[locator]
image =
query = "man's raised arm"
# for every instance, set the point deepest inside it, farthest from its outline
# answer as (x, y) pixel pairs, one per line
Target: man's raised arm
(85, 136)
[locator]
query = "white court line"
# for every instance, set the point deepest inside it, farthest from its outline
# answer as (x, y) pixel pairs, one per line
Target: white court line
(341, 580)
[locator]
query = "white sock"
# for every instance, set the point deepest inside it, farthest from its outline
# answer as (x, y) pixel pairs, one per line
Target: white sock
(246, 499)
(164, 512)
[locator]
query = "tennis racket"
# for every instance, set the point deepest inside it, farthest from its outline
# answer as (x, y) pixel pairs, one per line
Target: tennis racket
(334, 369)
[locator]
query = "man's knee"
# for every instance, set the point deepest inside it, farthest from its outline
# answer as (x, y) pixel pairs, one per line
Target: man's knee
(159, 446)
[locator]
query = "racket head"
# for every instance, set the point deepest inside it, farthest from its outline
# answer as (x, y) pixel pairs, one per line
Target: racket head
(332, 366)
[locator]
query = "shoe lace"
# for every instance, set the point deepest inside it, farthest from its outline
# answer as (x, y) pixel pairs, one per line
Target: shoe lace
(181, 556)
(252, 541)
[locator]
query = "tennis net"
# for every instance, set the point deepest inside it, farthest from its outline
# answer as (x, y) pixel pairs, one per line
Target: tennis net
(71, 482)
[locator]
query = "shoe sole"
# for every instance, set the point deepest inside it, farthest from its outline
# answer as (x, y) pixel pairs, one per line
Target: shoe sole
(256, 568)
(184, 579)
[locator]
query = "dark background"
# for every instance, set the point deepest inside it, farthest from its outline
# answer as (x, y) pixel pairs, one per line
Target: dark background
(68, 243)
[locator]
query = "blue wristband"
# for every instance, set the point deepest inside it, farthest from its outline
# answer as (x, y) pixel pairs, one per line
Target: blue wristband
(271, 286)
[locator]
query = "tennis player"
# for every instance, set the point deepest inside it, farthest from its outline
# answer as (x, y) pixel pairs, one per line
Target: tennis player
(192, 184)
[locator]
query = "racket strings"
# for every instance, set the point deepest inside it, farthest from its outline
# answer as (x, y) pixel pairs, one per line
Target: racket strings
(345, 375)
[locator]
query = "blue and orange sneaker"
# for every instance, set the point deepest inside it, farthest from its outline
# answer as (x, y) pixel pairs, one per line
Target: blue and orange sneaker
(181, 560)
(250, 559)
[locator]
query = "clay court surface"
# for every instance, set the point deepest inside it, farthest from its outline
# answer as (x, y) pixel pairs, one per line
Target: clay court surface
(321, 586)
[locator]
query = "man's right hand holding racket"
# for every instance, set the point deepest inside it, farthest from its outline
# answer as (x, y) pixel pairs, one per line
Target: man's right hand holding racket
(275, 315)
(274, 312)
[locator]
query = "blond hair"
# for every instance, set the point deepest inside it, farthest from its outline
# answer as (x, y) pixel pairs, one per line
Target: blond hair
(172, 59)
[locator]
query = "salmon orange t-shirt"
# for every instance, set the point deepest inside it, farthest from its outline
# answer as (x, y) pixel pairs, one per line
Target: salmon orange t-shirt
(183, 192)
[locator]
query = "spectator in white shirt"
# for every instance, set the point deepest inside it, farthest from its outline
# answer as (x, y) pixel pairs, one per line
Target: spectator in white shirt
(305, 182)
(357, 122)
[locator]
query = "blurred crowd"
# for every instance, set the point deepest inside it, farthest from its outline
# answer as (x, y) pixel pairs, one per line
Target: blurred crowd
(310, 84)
__________
### What is being asked
Set the records above down again, exactly as they read.

### Response
[locator]
image =
query = "man's raised arm"
# for every instance, set the point deepest inside it, farthest from its outline
# answer as (x, y) pixel pairs, one per line
Target: man's raised arm
(85, 136)
[locator]
query = "white court line"
# for every instance, set the point deepest inside it, farthest from its outline
# answer as (x, y) pixel pairs, one per line
Target: white court line
(341, 580)
[locator]
query = "white sock"
# for every instance, set the point deepest inside it, farthest from its outline
# answer as (x, y) pixel pairs, one per line
Target: white sock
(246, 499)
(164, 512)
[locator]
query = "tennis racket"
# for every instance, set the point deepest inside it, farthest from its outline
# answer as (x, y) pixel pairs, one per line
Target: tennis racket
(334, 369)
[locator]
query = "man's knee"
# for every instance, set the point deepest inside it, farthest from its outline
# answer as (x, y) pixel pairs, one per line
Target: man's knee
(159, 446)
[locator]
query = "racket head"
# for every instance, set the point deepest inside it, farthest from its outline
# answer as (x, y) pixel pairs, one per line
Target: racket head
(332, 366)
[locator]
query = "shoe lace"
# for every instance, set the point deepest inside it, farthest from its outline
# answer as (x, y) pixel pairs, one per line
Target: shoe lace
(181, 556)
(252, 541)
[locator]
query = "tennis net"
# for every instance, set the point deepest inside it, farthest from its outline
# answer as (x, y) pixel pairs, one per line
Target: tennis net
(71, 482)
[locator]
query = "shoe sole"
# for every instance, set the point deepest inside it, farthest from its outline
# answer as (x, y) pixel pairs, one per line
Target: shoe sole
(256, 568)
(184, 579)
[locator]
query = "dark background"
# for every instance, set the point deepest inside it, farthest from its outline
# answer as (x, y) pixel pairs, one per line
Target: dark background
(68, 243)
[locator]
query = "blue wristband"
# for every instance, set the point deepest inside it, farthest from its outline
# answer as (x, y) pixel pairs, one per line
Target: blue wristband
(271, 286)
[locator]
query = "tennis player"
# for every instance, set the point deepest inside it, farthest from its outline
# answer as (x, y) pixel pairs, one per line
Target: tennis player
(192, 184)
[locator]
query = "racket strings"
# for every instance, set the point deepest inside it, farthest from its outline
# answer as (x, y) pixel pairs, one per line
Target: racket strings
(345, 375)
[locator]
query = "blue and orange sneaker"
# for every instance, set the point deepest inside it, farthest from its outline
# answer as (x, y) pixel pairs, one per line
Target: blue and orange sneaker
(181, 560)
(250, 559)
[locator]
query = "clay court surface"
# for every instance, set the point deepest inside it, farthest from its outline
# answer as (x, y) pixel pairs, one per line
Target: clay court surface
(321, 586)
[locator]
query = "man's right hand holding racket"
# for every instance, set the point deepest inside it, farthest from its outline
# answer as (x, y) pixel pairs, one per line
Target: man's right hand holding racket
(275, 315)
(274, 312)
[locator]
query = "blond hair"
# for every instance, set the point deepest inside it, farthest from its outline
# answer as (x, y) pixel pairs, one per line
Target: blond hair
(172, 59)
[locator]
query = "salmon orange t-shirt"
# for every instance, set the point deepest inside it, farthest from its outline
# answer as (x, y) pixel pairs, one per line
Target: salmon orange t-shirt
(183, 192)
[locator]
query = "spectator in white shirt"
# for every instance, set the point deepest inside it, farthest from its outline
# answer as (x, y) pixel pairs, one per line
Target: spectator in white shirt
(305, 182)
(357, 122)
[locator]
query = "blurred crowd"
# for every instance, set the point deepest inside it, farthest from its outline
# answer as (x, y) pixel pairs, one per line
Target: blurred crowd
(310, 84)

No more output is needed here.